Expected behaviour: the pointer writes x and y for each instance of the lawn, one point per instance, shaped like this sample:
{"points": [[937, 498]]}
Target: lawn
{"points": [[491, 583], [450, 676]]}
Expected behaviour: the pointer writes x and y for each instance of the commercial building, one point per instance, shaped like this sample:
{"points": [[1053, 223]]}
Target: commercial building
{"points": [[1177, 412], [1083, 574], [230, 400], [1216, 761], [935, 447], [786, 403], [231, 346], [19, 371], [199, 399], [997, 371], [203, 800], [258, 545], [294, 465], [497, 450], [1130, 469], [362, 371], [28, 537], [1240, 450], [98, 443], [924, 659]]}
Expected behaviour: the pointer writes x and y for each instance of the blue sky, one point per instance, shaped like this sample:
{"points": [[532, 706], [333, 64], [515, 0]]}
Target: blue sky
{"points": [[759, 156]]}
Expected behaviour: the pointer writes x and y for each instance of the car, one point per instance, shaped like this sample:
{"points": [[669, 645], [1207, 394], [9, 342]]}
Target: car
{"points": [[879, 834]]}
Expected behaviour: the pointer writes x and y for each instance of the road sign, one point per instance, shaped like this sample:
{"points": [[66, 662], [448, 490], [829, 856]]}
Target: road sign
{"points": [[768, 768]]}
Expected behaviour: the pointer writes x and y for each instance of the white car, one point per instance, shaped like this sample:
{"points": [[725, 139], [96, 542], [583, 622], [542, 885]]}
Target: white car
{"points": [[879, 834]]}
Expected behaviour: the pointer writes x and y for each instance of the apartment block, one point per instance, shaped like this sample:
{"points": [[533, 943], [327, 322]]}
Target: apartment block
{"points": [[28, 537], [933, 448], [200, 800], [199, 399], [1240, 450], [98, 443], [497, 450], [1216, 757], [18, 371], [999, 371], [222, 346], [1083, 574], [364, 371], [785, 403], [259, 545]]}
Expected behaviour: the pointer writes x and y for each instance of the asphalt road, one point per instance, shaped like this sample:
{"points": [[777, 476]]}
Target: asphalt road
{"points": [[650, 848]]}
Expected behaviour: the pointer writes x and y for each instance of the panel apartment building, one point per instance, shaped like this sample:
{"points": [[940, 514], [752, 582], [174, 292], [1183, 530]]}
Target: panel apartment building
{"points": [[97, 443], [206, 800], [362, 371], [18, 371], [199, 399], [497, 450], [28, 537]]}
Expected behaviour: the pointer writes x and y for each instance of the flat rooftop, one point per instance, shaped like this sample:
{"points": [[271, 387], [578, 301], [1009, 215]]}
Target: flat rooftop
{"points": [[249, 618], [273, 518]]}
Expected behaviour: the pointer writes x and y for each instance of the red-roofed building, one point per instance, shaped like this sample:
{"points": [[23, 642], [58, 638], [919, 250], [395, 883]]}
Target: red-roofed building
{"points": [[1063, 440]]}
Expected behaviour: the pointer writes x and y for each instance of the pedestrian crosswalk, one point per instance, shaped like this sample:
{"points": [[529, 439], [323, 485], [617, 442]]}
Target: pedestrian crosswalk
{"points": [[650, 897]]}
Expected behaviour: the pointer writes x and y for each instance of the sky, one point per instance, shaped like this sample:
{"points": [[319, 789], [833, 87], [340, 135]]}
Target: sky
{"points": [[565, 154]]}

### The task
Return all of the items above verbatim, character for character, in their original order and with no additions or omissions.

### Worked answer
Expected behaviour: the pointer writes x and y for each instance of the lawn, one point per instance, shaped like this sample:
{"points": [[937, 498]]}
Target: lawn
{"points": [[491, 583], [450, 676]]}
Expected behaviour: the pointer writes x and y for each instance of the commercial building, one point per instance, shaped like this sample:
{"points": [[1053, 223]]}
Target: commercial building
{"points": [[1177, 412], [1083, 574], [230, 400], [1216, 761], [935, 447], [786, 403], [231, 346], [19, 371], [199, 399], [997, 371], [203, 800], [258, 545], [294, 465], [497, 450], [1130, 469], [362, 371], [28, 537], [1240, 450], [98, 443], [924, 659]]}
Expected behaviour: the pointer writes x and y for each instance of the blue sky, one point per instance, shaped like this sample:
{"points": [[532, 706], [333, 64], [515, 0]]}
Target: blue sky
{"points": [[759, 156]]}
Expected behaviour: the pointer writes x and y for each instance of the car, one point per instance, shaped like this sample:
{"points": [[669, 645], [1207, 394], [9, 342]]}
Target: car
{"points": [[879, 834]]}
Expected behaviour: the pointer writes x and y for each instance of the road sign, one point per instance, shaped like this sample:
{"points": [[66, 662], [448, 490], [829, 856]]}
Target: road sign
{"points": [[768, 768]]}
Expected behaviour: the pointer writes x and y for each instance of the white car, one point per instance, shaped like this sample:
{"points": [[725, 139], [96, 542], [583, 622], [542, 885]]}
Target: white car
{"points": [[879, 834]]}
Expected behaviour: the pointer writes x and y for each instance of the apartment block, one point per instance, shaped like this sample:
{"points": [[533, 943], [327, 322]]}
Target: apartment block
{"points": [[28, 537], [933, 448], [200, 800], [199, 399], [1240, 450], [98, 443], [497, 450], [1216, 757], [18, 371], [999, 371], [222, 346], [1083, 574], [364, 371], [785, 403], [259, 545]]}
Expected behaviour: the pointer writes x and y for each instance of the asphalt road, one point per instance, shaped like this sample:
{"points": [[777, 476]]}
Target: asphalt road
{"points": [[650, 848]]}
Expected behaviour: the pointer writes x and y for each instance of the panel apartment building, one point per instance, shaped like this sample:
{"points": [[940, 514], [752, 582], [174, 292], [1183, 530]]}
Target: panel apartment building
{"points": [[97, 443], [206, 800], [362, 371], [18, 371], [199, 399], [497, 450], [28, 537]]}
Expected behaviour: the pointer writes x and y for each instance of the flat rooftop, one point per instance, shaped like this sample:
{"points": [[271, 387], [578, 301], [1009, 215]]}
Target: flat rooftop
{"points": [[249, 618], [273, 518]]}
Expected behaviour: the pointer writes x and y for each instance of the red-roofed building, one point per instance, shaped like this sample:
{"points": [[23, 642], [58, 638], [919, 250], [395, 883]]}
Target: red-roofed building
{"points": [[1063, 440]]}
Expected behaviour: the pointer writes x and y for each instance of the pedestrian crosswalk, one point per instance, shaped like this sample:
{"points": [[529, 439], [323, 485], [617, 442]]}
Target: pedestrian crosswalk
{"points": [[650, 897]]}
Expected behaviour: the pointer writes x and y for each instance of the sky, one point per instance, shaped like this sample:
{"points": [[319, 789], [833, 87], [340, 135]]}
Target: sky
{"points": [[565, 154]]}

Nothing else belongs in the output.